Indiana Senate panel advances bill requiring parental consent for minors seeking abortion

Pro-choice protesters demonstrate in front of the U.S. Supreme Court in Washington March 2, 2016. | Reuters/Kevin Lamarque

A Senate committee in Indiana has approved a bill that would require parents and guardians to be notified if their pregnant child tries to bypass them to obtain an abortion.

Senate Bill 404 was passed on Wednesday by the Indiana Senate Judiciary Committee by a vote of 6–4, IndyStar reported.

The current law in Indiana already requires a minor to seek parental consent for an abortion. However, the pregnant child can go to a court to receive a judicial waiver if she does not want to inform her parents, according to Indiana Public Media.

The bill advanced by the committee would allow the parents enter the courtroom and even testify on whether the child is competent enough to make the decision. Parents would also be allowed to sue adults who assist their child in obtaining an abortion without their consent.

Image point grounding records
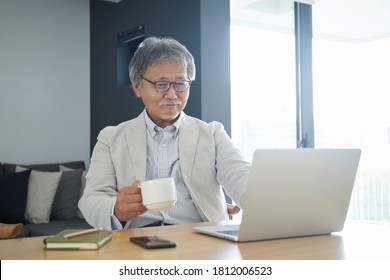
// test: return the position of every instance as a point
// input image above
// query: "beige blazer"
(208, 160)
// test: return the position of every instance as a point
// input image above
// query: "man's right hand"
(129, 202)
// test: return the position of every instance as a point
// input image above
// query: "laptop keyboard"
(232, 232)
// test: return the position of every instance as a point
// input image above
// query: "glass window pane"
(262, 77)
(351, 62)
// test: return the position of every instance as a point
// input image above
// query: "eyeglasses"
(162, 87)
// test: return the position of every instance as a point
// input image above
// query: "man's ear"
(137, 89)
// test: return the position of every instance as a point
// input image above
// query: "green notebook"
(91, 241)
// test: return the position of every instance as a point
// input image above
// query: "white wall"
(44, 81)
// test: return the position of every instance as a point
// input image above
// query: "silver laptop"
(294, 192)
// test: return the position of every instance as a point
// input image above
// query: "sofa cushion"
(13, 197)
(79, 215)
(42, 188)
(10, 167)
(67, 196)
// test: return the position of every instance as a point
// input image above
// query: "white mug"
(159, 194)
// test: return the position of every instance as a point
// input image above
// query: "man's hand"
(129, 202)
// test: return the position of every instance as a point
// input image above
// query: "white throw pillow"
(82, 187)
(42, 188)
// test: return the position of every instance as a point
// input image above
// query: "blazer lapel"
(136, 142)
(188, 138)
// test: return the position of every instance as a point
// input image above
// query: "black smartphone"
(152, 242)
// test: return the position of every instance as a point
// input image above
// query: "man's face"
(163, 108)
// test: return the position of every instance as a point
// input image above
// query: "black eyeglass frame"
(169, 85)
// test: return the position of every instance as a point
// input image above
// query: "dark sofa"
(43, 197)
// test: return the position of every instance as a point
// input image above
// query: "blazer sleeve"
(101, 188)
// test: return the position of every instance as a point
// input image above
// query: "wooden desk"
(356, 241)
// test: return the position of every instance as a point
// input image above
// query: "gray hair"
(156, 50)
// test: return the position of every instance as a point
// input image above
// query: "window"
(351, 92)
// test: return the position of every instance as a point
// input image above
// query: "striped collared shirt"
(162, 162)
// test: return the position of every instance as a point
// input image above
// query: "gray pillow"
(79, 215)
(42, 188)
(67, 196)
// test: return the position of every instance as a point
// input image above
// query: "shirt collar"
(150, 125)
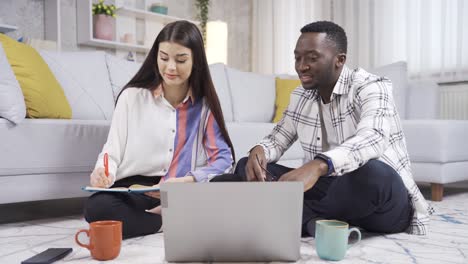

**Activity**
Reproduce the entire article above about the Indiana parental consent bill word for word.

**Your solution**
Indiana Senate panel advances bill requiring parental consent for minors seeking abortion

Pro-choice protesters demonstrate in front of the U.S. Supreme Court in Washington March 2, 2016. | Reuters/Kevin Lamarque

A Senate committee in Indiana has approved a bill that would require parents and guardians to be notified if their pregnant child tries to bypass them to obtain an abortion.

Senate Bill 404 was passed on Wednesday by the Indiana Senate Judiciary Committee by a vote of 6–4, IndyStar reported.

The current law in Indiana already requires a minor to seek parental consent for an abortion. However, the pregnant child can go to a court to receive a judicial waiver if she does not want to inform her parents, according to Indiana Public Media.

The bill advanced by the committee would allow the parents enter the courtroom and even testify on whether the child is competent enough to make the decision. Parents would also be allowed to sue adults who assist their child in obtaining an abortion without their consent.